KAPEL MOLENHEIDESTRAAT IS 120 JAAR OUD
‘Het is eerder toevallig , tijdens een wandeling, dat ik tot de bevinding kwam dat
deze kapel 120 jaar
"oud" geworden is. Ik vond het niet meer dan mijn plicht, als
voorzitter van de Dorpsraad van Wolfsdonk, om ervoor te zorgen dat deze kapel
voor het nageslacht zou bewaard blijven. Niettegenstaande hulp aangeboden
door de Provincie Brabant, verkoos de eigenaar deze werken zelf uit te
voeren'.
In de archieven
van Z.E.H.Pastoor Fonteyn vonden we volgende alinea’s over dit kapelleke….

INSTRUCTIES EN VEREISTEN => Neem het gedeelte van de tekst over de kapel in de Molenheidestraat opnieuw over, beginnend bij "KAPEL MOLENHEIDESTRAAT IS" en eindigend bij "over dit kapelleke….", en verander daarin "Dorpsraad" in "Gemeenteraad". De onderstaande vermeldingen houden geen verband met de tekst over de kapel in de Molenheidestraat.

[Vermeldingen uit een dataset]
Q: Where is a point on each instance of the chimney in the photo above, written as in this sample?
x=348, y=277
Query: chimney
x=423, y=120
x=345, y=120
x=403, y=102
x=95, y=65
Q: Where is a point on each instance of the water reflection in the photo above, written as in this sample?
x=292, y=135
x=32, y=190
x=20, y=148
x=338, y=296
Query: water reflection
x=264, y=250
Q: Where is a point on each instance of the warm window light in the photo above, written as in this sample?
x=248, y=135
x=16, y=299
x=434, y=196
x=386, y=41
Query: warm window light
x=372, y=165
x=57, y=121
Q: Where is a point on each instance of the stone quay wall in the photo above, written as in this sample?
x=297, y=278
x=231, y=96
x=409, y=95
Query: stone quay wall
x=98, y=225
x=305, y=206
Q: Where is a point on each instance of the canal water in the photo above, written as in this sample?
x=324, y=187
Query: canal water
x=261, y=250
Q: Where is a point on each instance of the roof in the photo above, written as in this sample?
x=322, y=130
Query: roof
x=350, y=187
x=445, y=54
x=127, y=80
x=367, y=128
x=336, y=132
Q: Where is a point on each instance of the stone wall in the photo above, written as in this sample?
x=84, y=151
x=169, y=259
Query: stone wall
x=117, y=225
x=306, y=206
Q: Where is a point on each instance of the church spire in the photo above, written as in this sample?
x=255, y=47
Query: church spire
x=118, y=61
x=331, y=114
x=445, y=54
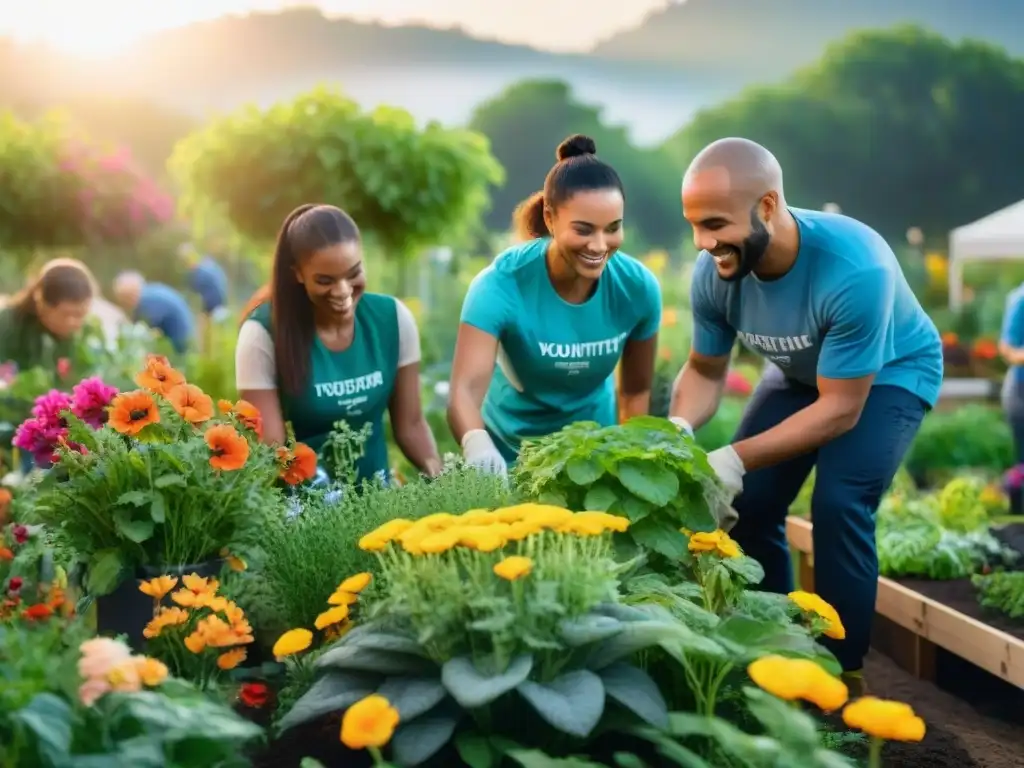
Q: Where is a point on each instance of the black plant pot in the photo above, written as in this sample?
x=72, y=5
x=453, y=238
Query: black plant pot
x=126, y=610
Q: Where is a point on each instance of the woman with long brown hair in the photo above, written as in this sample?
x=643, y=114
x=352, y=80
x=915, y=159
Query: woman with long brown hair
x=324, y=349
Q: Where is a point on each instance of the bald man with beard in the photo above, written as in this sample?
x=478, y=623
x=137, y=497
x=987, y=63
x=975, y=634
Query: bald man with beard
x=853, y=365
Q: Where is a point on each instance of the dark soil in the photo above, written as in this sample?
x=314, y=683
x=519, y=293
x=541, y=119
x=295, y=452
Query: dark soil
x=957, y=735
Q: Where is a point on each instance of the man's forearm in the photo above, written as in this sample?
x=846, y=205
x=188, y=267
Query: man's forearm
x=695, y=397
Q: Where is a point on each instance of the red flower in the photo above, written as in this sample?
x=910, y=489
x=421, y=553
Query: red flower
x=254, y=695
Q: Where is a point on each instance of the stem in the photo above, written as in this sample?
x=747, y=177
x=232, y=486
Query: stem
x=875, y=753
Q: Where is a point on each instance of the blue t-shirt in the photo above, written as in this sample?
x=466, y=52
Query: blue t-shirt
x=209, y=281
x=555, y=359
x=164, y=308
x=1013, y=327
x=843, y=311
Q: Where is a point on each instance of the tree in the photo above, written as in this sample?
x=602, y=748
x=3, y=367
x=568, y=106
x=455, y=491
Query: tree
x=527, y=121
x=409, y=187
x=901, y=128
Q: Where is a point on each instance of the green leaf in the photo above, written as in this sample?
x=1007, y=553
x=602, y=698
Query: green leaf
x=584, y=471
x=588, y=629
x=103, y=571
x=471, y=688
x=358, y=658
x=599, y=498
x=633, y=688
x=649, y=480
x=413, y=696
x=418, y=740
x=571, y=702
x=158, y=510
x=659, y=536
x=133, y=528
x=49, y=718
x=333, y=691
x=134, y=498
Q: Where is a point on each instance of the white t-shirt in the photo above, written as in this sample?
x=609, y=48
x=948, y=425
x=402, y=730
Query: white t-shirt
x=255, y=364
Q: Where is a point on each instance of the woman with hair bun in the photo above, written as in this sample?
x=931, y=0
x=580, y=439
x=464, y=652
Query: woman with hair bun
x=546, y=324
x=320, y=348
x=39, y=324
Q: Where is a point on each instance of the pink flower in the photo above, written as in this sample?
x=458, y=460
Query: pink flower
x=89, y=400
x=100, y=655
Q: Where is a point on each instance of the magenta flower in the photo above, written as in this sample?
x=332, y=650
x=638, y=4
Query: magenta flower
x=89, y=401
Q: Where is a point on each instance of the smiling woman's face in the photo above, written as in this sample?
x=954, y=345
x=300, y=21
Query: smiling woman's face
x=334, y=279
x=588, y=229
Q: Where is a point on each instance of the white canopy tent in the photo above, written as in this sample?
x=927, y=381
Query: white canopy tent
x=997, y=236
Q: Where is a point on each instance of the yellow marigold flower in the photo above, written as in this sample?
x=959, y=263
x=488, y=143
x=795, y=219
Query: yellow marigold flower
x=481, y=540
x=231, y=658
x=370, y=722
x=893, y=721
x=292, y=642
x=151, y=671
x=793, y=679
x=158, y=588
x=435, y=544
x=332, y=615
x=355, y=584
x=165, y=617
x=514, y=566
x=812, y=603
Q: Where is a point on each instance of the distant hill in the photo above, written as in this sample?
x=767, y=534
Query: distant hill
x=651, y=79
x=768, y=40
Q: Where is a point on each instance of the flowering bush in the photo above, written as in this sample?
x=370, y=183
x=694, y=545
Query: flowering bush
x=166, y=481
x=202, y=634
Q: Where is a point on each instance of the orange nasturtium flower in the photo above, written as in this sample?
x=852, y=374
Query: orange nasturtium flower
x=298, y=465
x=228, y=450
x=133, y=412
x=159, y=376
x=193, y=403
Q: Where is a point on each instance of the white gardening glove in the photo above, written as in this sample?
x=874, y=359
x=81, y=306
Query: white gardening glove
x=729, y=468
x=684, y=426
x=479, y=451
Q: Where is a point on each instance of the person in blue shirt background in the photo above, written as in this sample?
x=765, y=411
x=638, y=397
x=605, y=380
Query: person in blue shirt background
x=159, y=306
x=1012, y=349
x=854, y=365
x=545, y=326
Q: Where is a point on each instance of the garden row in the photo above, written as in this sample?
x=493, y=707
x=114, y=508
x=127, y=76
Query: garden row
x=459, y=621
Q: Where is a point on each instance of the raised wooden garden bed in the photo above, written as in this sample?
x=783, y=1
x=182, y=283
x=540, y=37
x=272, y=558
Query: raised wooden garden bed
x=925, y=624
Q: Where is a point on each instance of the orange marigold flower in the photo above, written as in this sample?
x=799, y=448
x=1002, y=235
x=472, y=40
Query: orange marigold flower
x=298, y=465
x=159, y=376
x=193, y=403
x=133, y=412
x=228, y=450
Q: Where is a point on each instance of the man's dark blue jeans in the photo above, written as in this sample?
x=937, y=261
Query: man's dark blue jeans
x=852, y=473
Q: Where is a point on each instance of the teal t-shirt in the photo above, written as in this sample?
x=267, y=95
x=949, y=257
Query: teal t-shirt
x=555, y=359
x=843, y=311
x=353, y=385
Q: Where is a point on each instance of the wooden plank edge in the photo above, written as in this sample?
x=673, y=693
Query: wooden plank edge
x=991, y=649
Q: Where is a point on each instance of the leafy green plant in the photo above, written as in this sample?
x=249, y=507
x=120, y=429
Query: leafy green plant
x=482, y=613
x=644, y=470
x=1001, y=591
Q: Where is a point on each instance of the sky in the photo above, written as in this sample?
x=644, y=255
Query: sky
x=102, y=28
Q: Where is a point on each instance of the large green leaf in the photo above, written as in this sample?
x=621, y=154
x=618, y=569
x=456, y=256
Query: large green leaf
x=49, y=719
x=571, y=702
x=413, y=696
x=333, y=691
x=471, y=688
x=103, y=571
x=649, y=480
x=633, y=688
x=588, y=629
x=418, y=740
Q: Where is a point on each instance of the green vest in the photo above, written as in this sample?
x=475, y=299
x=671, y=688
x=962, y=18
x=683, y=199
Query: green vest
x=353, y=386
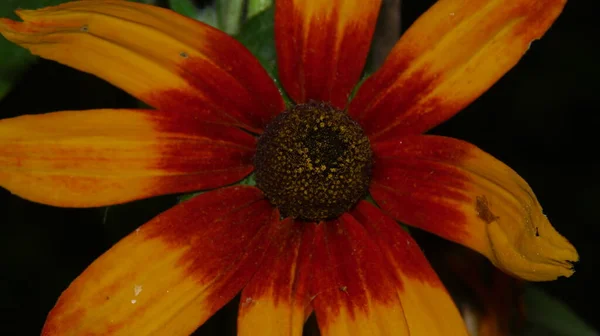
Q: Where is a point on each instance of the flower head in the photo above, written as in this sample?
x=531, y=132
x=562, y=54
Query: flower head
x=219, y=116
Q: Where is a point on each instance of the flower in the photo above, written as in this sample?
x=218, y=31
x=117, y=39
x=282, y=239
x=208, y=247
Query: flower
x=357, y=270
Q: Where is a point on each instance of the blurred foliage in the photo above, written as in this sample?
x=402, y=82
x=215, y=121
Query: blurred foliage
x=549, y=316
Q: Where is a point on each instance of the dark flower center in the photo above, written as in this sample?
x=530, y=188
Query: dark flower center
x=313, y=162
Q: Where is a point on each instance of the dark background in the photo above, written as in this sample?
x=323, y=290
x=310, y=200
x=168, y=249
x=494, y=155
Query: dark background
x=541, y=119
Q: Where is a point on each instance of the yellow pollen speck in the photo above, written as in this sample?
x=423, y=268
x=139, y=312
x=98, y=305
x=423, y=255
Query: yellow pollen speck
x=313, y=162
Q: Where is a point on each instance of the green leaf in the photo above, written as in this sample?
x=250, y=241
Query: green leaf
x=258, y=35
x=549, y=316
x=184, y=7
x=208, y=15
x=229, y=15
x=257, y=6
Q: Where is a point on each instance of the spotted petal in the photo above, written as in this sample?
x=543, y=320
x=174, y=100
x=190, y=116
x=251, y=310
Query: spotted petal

RESULTAAT OEFENING =>
KAPEL MOLENHEIDESTRAAT IS 120 JAAR OUD
‘Het is eerder toevallig , tijdens een wandeling, dat ik tot de bevinding kwam dat
deze kapel 120 jaar
"oud" geworden is. Ik vond het niet meer dan mijn plicht, als
voorzitter van de Gemeenteraad van Wolfsdonk, om ervoor te zorgen dat deze kapel
voor het nageslacht zou bewaard blijven. Niettegenstaande hulp aangeboden
door de Provincie Brabant, verkoos de eigenaar deze werken zelf uit te
voeren'.
In de archieven
van Z.E.H.Pastoor Fonteyn vonden we volgende alinea’s over dit kapelleke….